_Exercise aim_. Reproduce the entries below without any change, from the line containing "Target: tree line" up to and including the last line of the entries.
[Start of Data for the task]
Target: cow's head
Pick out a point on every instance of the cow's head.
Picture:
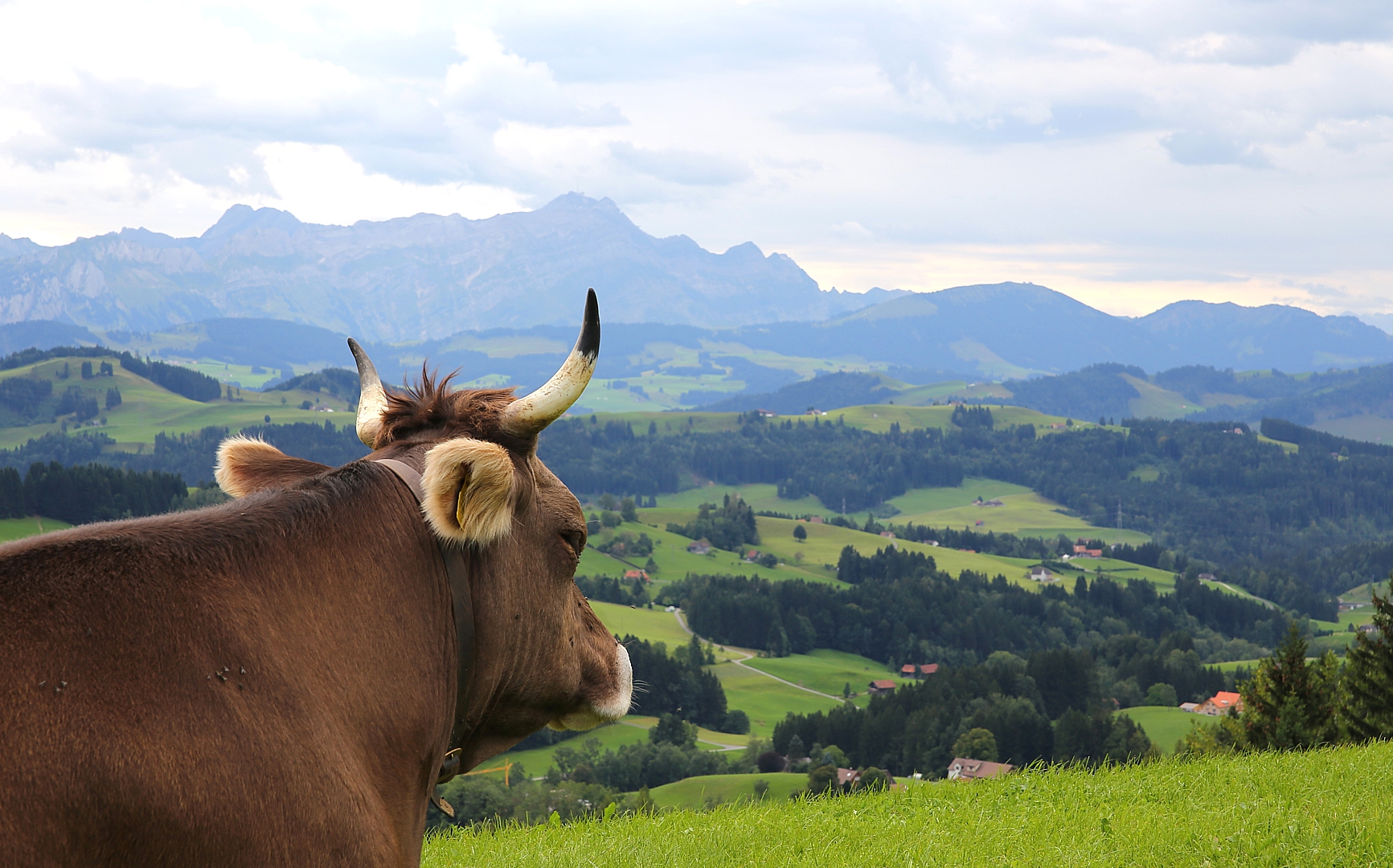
(543, 657)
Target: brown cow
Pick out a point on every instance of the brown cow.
(272, 682)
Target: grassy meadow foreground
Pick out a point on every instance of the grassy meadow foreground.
(1326, 807)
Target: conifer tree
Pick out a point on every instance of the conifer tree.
(1288, 702)
(1368, 676)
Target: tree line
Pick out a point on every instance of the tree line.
(1005, 710)
(904, 611)
(1271, 522)
(85, 493)
(1293, 702)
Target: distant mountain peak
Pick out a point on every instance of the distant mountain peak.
(241, 218)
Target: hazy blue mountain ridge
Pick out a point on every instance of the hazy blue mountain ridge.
(410, 279)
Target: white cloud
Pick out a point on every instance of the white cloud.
(1121, 152)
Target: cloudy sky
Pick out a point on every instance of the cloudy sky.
(1127, 154)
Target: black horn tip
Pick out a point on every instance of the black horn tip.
(589, 342)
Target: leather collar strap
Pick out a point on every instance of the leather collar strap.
(456, 575)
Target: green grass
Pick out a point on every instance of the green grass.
(18, 528)
(932, 499)
(879, 417)
(1297, 810)
(826, 670)
(148, 410)
(767, 701)
(674, 560)
(1024, 514)
(651, 624)
(871, 417)
(1153, 402)
(1163, 725)
(695, 793)
(756, 495)
(1364, 427)
(538, 760)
[End of Data for the task]
_Correct output_.
Target: tree line
Pick out a point on every instance of the tree line.
(1005, 710)
(904, 611)
(1271, 522)
(85, 493)
(1293, 702)
Target: distant mountain peak
Pick out a point on every instance of the distant mountain peak.
(241, 218)
Target: hazy blue mountain ridge
Pick out a point on every instance of the hazy blue mountain ridge.
(410, 279)
Target: white cloud
Pick out a point on every instance of the white cloud.
(1121, 152)
Target: cloudy sky
Pick out a point on every instance of the cloudy sky.
(1127, 154)
Target: black horn tip
Pick out a point on every instance of the black horn tip.
(589, 342)
Target: leather collar strap
Pick out a point on every instance of the leather collar strap.
(456, 575)
Target: green grass
Pick out a point on every instance of the green grass.
(18, 528)
(932, 499)
(879, 417)
(1297, 810)
(826, 670)
(148, 410)
(767, 701)
(674, 560)
(1024, 514)
(651, 624)
(871, 417)
(1153, 402)
(1163, 725)
(695, 793)
(756, 495)
(1364, 427)
(538, 760)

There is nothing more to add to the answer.